-- EXERCISE BRIEF --
Copy every line of the material below exactly.

-- DATA TO PROCESS --
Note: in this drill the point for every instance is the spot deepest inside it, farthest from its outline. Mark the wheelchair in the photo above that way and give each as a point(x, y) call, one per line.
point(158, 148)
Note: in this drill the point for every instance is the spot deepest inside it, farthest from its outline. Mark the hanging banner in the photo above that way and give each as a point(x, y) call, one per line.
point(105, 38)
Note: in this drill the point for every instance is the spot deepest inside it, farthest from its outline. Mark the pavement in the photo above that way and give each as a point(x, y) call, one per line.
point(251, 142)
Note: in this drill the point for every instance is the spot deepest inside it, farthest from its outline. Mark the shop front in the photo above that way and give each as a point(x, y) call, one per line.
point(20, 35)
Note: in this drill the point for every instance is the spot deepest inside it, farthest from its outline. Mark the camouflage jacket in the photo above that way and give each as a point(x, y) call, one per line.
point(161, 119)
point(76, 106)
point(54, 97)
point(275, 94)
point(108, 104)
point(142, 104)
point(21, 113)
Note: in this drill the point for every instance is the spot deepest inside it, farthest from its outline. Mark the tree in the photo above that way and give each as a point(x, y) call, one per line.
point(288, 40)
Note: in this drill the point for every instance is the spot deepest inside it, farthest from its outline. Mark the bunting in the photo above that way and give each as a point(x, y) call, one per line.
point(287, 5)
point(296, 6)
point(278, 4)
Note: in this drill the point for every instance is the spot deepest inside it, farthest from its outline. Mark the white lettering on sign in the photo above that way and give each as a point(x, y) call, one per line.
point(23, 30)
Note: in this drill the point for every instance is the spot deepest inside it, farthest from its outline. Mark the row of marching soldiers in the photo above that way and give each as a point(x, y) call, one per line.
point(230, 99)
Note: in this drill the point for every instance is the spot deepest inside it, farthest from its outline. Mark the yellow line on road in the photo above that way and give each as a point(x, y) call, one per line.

-- RESULT OF THE EXERCISE --
Note: in this drill the point for every instance is the spot deepest inside it, farthest from its outline. Mark the wheelchair in the photo above that way and give each as a point(x, y) call, one per line.
point(158, 148)
Note: in this drill the point for every instance is the spot deepest inside it, farthest from its outline. Mark the hanging banner in the photo above that way and give each as a point(x, y) call, one per line.
point(105, 38)
Note: in this drill the point for every instance is the spot deepest inside it, farthest from its outline. Mark the pavement in the photo above that way and give each as a point(x, y) call, one per line.
point(251, 142)
Note: in this drill the point for every instance is the spot deepest inside it, farthest from its outline. Mark the shop front in the photo above that way and give each as a point(x, y) call, one per line.
point(20, 35)
Note: in this drill the point for every instance is the spot deepest inside it, farthest from its outline. Mark the camouflage jacket in the photo above that way and give each as a point(x, y) call, one per line.
point(161, 119)
point(76, 106)
point(54, 97)
point(275, 94)
point(108, 104)
point(142, 104)
point(21, 113)
Note: in this drill the point for every instance is the spot deepest inside it, farthest from its outline. Mark the tree in the photo above that way and give each as a point(x, y) call, one per line.
point(288, 40)
Note: in this drill the point for every instance is the spot deepest inside it, farthest from its outline. Mark the bunting in the photo above that way and give each as a point(x, y) call, one per line.
point(287, 5)
point(296, 6)
point(278, 4)
Note: in this drill the point for every instance is the spot deepest inside it, farthest from its outline. Mark the white lettering on sign in the photo above that way and give each as a point(x, y) call, one per line.
point(23, 30)
Note: in this drill the point for every instance is the spot deepest inside it, farthest from its outline. Mark the row of marching soldiers in the photo above that way and give each as a point(x, y) call, one per line.
point(230, 99)
Note: in this drill the point for every instance is the spot deepest inside it, farthest from its outline. Mark the yellow line on road in the photo above that way and give each as a point(x, y) call, one per line.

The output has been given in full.